[Source data]
»»

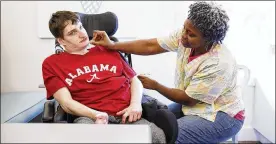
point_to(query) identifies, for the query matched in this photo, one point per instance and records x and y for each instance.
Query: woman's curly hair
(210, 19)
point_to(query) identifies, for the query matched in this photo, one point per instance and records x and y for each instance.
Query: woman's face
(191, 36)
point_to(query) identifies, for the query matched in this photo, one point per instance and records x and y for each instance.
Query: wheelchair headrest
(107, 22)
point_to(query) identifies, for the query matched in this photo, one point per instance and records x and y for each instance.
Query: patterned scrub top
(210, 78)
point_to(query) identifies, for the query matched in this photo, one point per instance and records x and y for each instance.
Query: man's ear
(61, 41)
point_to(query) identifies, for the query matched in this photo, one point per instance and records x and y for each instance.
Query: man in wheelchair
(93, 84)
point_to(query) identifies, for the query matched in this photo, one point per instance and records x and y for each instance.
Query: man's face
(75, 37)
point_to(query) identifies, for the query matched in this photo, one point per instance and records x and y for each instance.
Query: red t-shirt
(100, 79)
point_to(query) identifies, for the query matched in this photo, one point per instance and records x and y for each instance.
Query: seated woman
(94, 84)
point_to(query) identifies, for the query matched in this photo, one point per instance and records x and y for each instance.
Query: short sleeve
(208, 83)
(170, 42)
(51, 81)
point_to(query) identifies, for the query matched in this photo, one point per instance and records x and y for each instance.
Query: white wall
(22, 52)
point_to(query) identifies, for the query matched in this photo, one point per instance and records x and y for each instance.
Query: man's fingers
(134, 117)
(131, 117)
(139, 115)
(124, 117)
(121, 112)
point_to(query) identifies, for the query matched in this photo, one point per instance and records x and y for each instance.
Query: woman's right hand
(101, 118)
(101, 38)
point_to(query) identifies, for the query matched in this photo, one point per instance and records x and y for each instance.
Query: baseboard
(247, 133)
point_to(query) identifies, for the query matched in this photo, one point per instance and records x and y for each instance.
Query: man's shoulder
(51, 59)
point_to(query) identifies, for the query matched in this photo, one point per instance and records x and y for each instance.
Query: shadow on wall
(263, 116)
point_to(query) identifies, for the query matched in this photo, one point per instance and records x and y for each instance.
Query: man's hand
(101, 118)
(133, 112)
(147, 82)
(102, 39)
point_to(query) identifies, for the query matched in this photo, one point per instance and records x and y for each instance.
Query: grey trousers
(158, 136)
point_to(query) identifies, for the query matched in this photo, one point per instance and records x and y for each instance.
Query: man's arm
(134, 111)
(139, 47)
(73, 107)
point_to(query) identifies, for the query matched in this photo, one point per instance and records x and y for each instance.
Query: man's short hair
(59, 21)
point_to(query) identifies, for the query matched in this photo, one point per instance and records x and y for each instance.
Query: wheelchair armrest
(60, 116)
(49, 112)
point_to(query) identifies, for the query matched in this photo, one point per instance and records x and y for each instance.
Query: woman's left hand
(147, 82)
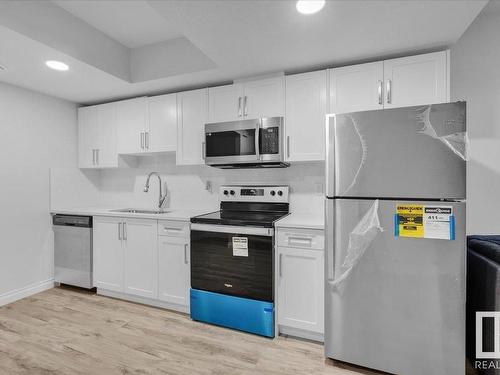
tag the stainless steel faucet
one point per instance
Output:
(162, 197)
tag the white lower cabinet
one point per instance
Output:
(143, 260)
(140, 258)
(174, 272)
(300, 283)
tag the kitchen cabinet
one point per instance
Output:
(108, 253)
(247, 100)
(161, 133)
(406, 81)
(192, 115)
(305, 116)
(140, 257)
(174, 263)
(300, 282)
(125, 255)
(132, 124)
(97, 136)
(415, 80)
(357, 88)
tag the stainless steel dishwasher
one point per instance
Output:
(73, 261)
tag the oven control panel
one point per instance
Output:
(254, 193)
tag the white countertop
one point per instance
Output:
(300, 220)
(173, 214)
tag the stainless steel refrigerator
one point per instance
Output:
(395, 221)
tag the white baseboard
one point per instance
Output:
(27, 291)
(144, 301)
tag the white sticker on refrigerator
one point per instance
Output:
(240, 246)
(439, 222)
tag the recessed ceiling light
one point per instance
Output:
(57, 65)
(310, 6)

««
»»

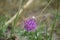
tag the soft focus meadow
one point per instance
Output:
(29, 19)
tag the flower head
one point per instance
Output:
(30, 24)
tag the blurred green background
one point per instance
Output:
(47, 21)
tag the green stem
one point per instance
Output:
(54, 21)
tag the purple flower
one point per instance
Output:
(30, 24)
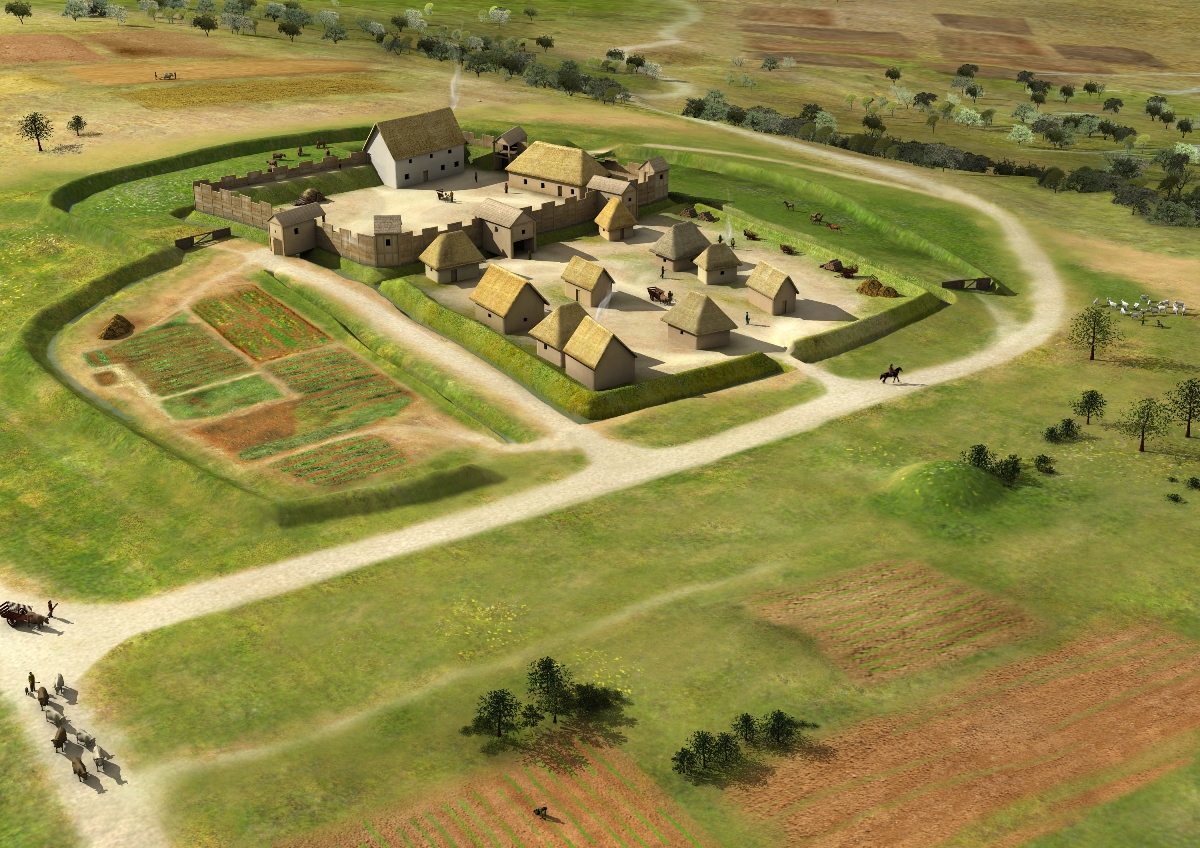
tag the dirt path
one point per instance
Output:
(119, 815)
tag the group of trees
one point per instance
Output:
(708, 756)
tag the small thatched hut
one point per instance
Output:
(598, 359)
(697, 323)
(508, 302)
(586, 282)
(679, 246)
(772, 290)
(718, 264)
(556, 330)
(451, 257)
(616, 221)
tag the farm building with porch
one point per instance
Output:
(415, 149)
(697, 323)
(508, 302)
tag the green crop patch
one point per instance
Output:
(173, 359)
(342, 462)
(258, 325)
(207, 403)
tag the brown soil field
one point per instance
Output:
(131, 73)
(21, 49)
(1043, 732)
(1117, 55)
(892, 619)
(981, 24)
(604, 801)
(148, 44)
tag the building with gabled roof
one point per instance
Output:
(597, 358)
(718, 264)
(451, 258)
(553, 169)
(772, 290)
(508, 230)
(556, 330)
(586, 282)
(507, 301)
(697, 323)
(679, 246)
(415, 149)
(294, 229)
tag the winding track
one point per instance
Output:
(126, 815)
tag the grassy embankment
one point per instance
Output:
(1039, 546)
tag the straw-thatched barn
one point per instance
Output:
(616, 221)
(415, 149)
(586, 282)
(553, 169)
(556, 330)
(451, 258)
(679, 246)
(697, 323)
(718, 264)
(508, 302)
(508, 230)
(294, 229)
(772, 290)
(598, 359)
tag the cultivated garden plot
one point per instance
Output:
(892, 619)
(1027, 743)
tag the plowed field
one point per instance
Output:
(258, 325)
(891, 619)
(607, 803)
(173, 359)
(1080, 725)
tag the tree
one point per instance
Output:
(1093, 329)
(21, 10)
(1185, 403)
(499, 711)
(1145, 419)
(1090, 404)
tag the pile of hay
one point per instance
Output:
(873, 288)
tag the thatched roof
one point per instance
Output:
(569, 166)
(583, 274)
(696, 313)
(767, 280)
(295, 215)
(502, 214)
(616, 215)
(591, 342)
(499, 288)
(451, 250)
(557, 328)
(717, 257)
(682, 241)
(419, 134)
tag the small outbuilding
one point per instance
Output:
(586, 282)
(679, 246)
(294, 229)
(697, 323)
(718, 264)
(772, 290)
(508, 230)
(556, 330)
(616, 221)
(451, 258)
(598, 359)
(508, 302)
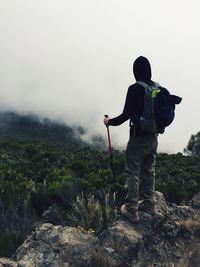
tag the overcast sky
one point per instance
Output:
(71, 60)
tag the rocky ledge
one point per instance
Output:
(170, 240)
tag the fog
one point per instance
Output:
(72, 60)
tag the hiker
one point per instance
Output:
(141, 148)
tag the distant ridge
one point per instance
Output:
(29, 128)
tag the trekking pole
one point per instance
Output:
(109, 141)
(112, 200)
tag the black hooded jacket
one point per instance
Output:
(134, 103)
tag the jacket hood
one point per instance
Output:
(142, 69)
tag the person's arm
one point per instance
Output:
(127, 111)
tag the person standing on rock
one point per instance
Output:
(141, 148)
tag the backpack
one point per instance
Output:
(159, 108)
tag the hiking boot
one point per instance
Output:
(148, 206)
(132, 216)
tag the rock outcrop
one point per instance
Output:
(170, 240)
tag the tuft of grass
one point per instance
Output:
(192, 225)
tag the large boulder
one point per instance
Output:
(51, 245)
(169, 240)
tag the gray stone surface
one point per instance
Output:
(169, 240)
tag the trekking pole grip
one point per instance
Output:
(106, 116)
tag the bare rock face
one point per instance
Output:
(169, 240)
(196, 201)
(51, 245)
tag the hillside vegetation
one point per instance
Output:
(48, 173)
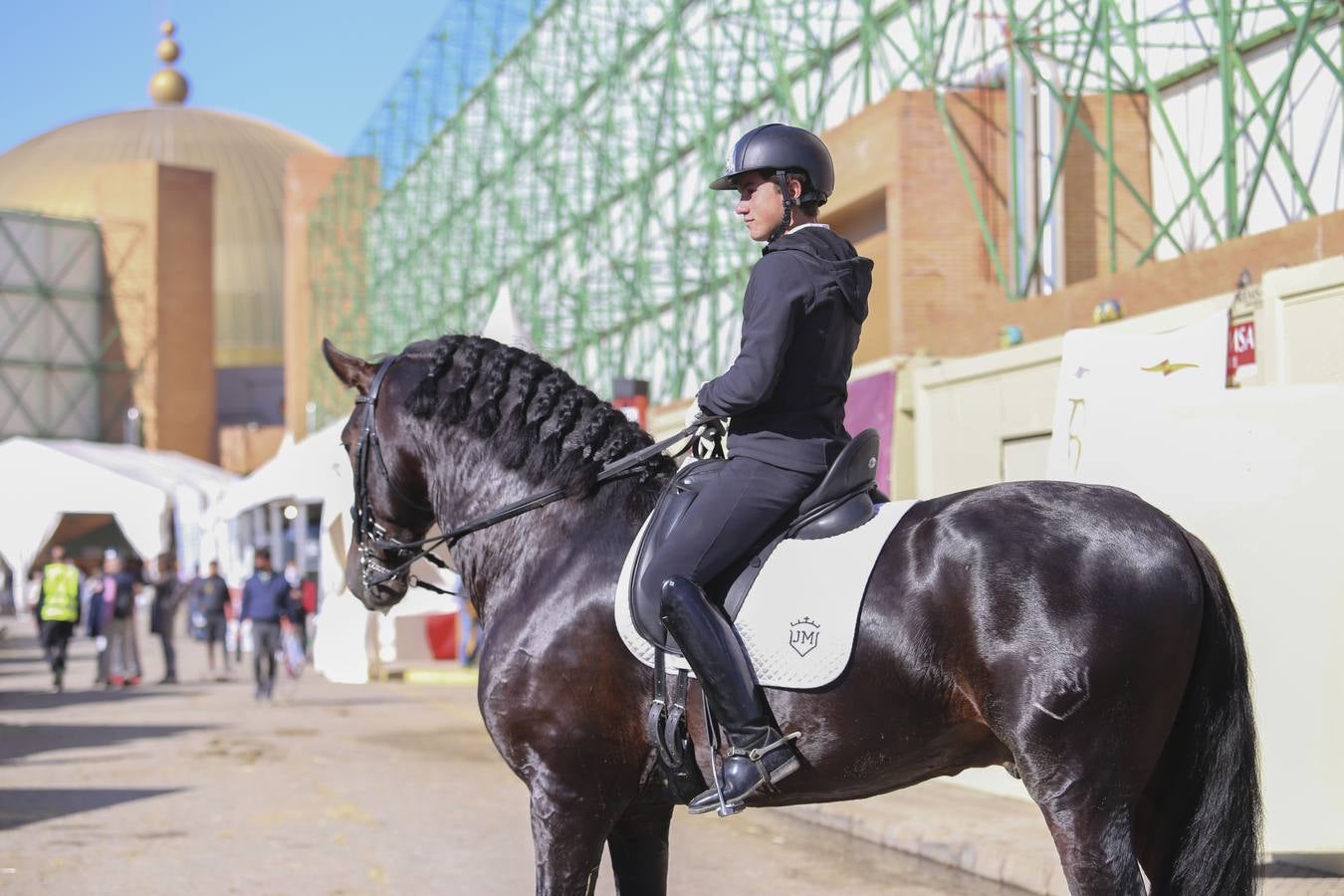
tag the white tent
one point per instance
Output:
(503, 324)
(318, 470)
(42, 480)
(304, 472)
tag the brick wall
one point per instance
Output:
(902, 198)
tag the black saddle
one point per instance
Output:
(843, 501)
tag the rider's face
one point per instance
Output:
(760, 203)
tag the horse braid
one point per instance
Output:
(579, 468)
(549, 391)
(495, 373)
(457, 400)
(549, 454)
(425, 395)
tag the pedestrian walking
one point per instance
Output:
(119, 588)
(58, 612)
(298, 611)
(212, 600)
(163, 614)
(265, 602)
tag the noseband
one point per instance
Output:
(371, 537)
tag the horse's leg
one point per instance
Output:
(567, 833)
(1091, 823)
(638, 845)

««
»»

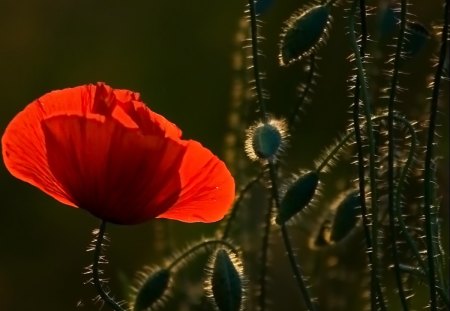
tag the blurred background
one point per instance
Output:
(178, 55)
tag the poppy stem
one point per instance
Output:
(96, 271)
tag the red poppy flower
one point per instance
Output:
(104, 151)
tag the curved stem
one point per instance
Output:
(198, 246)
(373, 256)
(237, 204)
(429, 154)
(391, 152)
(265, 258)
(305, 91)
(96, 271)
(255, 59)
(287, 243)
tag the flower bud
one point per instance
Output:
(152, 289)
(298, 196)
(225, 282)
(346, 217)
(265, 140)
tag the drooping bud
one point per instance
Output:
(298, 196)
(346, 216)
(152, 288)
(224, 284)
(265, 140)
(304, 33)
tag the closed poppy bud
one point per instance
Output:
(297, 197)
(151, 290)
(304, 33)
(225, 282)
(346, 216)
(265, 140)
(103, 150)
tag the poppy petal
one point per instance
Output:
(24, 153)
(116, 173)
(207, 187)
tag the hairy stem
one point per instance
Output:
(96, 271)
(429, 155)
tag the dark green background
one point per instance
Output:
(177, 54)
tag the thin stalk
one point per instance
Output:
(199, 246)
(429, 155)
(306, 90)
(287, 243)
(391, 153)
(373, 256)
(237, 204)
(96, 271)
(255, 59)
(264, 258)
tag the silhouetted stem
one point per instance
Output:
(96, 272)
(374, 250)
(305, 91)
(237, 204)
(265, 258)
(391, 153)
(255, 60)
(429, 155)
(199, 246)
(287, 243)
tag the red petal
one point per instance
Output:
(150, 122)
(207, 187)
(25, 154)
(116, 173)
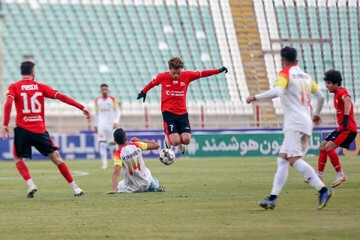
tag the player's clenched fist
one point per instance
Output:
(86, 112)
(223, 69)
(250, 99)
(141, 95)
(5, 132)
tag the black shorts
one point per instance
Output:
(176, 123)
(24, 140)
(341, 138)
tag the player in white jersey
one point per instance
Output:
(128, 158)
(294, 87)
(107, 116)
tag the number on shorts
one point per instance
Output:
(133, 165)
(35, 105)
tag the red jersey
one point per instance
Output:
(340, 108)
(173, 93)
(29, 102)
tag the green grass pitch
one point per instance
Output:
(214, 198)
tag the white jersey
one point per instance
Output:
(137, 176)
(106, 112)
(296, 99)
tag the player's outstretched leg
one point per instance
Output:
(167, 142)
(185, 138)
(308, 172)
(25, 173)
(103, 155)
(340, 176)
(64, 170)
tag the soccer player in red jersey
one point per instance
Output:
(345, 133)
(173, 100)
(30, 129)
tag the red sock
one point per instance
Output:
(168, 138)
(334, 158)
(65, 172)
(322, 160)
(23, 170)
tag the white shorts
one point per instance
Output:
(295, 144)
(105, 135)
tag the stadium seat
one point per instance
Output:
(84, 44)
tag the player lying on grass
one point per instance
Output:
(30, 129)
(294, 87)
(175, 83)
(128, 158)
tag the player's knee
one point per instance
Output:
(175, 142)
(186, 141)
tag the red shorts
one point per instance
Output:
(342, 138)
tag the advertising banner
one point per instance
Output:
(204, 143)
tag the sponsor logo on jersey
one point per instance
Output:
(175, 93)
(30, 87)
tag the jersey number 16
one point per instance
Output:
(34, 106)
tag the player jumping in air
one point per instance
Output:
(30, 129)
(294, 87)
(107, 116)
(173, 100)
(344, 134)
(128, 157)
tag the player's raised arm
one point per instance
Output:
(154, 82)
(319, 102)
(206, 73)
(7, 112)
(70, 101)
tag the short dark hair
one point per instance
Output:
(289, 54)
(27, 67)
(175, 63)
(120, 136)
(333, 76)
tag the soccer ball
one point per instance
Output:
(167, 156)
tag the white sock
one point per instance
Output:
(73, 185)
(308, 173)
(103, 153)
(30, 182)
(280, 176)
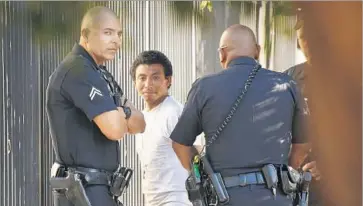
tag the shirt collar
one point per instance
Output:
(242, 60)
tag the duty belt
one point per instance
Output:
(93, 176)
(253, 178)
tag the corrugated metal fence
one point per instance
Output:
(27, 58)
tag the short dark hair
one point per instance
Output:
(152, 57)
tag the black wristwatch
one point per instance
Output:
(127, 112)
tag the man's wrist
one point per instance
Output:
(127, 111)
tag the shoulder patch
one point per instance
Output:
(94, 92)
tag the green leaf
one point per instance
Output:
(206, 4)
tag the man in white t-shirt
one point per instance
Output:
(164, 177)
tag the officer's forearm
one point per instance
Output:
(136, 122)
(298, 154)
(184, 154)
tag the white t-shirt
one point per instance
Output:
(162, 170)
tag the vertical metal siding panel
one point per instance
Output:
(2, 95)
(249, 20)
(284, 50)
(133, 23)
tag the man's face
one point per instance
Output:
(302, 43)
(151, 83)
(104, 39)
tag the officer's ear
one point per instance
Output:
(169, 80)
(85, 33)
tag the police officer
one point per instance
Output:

««

**TASK OBJECTIVE**
In the records above, find every line with the word "stem" and copy it.

**YOUR RESPONSE**
tag the green stem
tag the poppy stem
tag the curved stem
tag the hairy stem
tag the silhouetted stem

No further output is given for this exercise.